--- Data listing ---
* * * *

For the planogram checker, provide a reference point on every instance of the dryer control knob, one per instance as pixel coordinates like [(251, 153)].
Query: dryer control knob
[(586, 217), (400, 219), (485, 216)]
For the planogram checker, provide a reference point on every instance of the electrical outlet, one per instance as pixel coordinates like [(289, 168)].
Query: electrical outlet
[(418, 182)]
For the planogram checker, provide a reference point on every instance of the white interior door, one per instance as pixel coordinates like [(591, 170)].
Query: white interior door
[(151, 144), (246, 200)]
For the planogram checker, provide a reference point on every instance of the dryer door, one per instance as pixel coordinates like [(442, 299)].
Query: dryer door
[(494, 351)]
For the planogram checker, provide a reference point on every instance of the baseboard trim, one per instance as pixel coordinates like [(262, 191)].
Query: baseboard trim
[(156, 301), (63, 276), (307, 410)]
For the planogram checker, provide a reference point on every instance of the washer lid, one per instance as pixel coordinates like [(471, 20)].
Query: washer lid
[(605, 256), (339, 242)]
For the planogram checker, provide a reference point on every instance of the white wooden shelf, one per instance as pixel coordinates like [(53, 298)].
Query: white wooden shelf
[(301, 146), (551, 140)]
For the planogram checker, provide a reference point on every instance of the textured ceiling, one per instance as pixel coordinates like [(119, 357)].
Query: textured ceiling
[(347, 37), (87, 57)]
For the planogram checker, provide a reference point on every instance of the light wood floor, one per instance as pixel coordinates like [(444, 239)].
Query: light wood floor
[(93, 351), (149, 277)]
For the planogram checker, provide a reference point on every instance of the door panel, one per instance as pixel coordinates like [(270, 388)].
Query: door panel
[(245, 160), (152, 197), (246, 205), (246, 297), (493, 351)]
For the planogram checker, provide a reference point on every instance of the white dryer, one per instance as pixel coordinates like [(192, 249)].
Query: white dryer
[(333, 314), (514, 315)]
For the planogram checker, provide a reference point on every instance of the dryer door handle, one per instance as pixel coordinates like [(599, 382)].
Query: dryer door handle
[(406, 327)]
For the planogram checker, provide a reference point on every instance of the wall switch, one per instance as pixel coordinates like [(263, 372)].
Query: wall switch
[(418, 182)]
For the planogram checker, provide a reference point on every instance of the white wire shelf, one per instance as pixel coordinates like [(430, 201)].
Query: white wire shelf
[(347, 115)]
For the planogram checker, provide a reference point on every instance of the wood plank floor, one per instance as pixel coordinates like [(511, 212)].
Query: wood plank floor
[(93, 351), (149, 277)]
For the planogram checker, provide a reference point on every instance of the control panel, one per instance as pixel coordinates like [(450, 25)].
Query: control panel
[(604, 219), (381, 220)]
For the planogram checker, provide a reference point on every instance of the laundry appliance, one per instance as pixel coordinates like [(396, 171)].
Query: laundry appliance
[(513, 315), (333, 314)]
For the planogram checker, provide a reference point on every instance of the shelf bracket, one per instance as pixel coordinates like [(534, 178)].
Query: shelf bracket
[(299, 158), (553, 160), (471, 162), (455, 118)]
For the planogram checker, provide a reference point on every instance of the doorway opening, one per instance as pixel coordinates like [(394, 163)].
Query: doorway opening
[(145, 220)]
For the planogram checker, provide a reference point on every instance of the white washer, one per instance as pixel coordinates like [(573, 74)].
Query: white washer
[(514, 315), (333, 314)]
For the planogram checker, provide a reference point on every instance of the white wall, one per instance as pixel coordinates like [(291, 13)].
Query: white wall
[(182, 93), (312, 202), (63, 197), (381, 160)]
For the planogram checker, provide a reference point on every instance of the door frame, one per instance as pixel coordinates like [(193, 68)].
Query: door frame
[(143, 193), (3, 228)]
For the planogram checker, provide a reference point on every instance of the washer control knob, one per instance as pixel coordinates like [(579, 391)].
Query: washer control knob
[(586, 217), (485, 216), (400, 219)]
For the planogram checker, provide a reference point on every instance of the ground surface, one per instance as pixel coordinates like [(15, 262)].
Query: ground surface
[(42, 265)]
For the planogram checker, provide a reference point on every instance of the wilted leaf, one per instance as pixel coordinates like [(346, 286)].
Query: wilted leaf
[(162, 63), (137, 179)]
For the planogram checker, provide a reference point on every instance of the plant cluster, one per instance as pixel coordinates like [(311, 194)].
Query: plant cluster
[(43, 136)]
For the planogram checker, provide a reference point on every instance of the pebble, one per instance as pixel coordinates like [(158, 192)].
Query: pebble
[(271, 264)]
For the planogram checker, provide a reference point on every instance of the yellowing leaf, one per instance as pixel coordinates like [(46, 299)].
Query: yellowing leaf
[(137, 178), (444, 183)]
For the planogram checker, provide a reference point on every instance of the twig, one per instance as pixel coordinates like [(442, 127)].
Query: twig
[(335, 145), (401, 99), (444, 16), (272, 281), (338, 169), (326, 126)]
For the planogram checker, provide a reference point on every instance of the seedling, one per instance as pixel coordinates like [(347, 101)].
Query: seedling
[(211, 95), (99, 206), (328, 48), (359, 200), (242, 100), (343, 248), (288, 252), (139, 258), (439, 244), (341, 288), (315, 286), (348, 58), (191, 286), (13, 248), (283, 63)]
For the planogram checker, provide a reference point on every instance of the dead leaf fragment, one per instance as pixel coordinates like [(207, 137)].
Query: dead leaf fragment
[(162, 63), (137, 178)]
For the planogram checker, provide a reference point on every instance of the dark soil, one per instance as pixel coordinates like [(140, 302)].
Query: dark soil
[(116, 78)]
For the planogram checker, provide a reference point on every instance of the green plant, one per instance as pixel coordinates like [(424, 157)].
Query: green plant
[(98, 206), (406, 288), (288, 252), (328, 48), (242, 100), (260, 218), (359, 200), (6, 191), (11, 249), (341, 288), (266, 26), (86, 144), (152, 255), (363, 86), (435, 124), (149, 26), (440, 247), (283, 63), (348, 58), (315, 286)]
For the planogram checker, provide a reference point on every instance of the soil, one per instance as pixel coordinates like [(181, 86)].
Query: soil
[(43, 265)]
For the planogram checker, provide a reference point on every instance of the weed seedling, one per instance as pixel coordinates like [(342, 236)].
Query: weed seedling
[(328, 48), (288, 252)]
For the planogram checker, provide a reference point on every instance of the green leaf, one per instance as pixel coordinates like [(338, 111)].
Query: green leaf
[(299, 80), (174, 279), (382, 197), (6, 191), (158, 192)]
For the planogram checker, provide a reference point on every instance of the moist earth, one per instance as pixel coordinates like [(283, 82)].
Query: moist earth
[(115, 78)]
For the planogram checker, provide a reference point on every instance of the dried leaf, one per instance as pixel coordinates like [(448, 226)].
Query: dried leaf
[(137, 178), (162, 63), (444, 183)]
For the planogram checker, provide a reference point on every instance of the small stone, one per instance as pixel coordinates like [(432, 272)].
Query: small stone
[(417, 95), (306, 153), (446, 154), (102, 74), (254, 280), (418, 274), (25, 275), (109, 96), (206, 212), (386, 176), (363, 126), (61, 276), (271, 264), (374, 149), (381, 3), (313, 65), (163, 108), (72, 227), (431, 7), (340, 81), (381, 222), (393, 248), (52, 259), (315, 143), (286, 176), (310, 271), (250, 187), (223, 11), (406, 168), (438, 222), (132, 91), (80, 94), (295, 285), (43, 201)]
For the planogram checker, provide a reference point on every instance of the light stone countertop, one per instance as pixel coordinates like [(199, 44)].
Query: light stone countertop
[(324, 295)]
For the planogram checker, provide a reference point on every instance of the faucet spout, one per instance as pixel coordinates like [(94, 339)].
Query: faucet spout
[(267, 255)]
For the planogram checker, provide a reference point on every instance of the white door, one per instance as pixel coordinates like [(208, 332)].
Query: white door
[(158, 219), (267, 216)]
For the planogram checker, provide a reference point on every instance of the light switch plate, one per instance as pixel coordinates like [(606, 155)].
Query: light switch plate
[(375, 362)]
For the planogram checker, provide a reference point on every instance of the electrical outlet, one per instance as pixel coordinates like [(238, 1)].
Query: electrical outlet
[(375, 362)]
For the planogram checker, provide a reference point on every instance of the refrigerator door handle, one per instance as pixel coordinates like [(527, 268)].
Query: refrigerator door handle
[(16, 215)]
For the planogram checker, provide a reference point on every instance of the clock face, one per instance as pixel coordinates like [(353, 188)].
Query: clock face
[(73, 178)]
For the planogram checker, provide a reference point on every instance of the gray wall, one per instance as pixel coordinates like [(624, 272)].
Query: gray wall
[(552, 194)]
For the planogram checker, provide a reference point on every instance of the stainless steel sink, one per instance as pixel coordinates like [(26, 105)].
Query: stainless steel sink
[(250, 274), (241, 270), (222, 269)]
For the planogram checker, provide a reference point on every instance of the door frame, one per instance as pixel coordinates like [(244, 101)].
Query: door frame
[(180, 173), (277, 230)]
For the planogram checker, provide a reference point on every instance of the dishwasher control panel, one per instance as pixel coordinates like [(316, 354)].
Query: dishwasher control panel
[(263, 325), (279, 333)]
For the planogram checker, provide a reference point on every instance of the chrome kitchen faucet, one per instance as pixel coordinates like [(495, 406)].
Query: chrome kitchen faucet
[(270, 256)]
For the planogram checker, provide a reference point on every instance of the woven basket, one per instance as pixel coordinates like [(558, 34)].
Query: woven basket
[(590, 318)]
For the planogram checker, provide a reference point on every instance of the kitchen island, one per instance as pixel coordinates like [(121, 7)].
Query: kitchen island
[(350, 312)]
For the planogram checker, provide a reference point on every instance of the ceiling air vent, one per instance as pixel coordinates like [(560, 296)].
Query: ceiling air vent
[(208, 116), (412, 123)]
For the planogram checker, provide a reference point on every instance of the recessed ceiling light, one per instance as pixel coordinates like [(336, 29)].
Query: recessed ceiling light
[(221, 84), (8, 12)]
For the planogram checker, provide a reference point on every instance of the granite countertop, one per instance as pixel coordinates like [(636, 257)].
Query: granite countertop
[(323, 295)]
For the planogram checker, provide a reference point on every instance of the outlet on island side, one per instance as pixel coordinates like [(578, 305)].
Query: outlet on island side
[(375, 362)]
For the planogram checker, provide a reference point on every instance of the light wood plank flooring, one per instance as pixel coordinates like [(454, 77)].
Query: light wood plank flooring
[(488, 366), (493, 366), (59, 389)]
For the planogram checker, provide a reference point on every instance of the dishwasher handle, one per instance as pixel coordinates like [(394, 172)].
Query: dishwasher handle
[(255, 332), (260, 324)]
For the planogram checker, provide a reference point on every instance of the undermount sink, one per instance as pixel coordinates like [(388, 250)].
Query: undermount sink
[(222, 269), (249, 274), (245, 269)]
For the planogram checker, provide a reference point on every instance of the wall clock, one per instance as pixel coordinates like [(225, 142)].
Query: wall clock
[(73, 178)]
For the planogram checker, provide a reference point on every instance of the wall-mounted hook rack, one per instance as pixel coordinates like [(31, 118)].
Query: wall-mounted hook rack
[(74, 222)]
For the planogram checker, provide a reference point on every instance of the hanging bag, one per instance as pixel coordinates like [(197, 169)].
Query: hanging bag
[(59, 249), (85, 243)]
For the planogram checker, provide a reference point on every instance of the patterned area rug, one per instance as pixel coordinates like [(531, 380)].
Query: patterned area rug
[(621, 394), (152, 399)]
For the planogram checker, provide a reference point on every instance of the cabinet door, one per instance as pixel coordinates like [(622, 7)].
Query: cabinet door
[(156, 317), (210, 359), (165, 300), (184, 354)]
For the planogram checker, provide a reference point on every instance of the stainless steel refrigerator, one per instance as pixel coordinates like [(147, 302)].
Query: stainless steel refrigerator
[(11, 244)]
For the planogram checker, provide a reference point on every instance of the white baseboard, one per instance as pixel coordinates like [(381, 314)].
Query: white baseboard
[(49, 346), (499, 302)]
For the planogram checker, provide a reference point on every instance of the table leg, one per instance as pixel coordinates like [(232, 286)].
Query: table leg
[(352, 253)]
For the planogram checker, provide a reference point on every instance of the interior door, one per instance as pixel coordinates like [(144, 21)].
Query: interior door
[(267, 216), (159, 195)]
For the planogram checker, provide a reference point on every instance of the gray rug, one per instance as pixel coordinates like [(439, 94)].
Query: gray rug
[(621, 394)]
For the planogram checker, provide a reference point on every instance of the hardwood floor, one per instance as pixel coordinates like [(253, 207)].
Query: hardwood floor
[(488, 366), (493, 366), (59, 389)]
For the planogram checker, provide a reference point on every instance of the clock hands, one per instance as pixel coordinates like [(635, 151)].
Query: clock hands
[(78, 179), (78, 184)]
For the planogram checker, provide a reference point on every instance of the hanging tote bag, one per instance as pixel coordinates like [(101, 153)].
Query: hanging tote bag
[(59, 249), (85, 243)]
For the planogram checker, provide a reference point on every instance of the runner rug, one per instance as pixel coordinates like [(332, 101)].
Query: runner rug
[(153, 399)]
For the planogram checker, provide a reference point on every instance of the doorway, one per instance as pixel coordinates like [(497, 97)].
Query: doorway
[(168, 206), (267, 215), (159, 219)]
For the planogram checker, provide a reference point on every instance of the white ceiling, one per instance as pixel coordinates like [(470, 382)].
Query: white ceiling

* * * *

--- Activity ---
For this exercise, repeat exactly the lines of the data above from the one with "like [(606, 155)]." down to the one with "like [(353, 188)].", both end lines included.

--- Answer to this exercise ---
For the planogram checker, provide a reference point on every instance of the light switch plate, one per instance as pixel coordinates like [(606, 155)].
Query: light switch plate
[(375, 362)]
For the planogram checker, provide a reference point on every instance of the electrical outlet, one per instance as pixel coordinates like [(238, 1)].
Query: electrical outlet
[(375, 362)]
For the planogram checker, provide a reference point on every instance of the refrigerator door handle, one per instance as pixel coordinates like [(527, 268)].
Query: refrigerator door handle
[(16, 215)]
For the planogram checker, provide a reference point on every instance of the clock face, one per instance as pixel coordinates like [(353, 188)].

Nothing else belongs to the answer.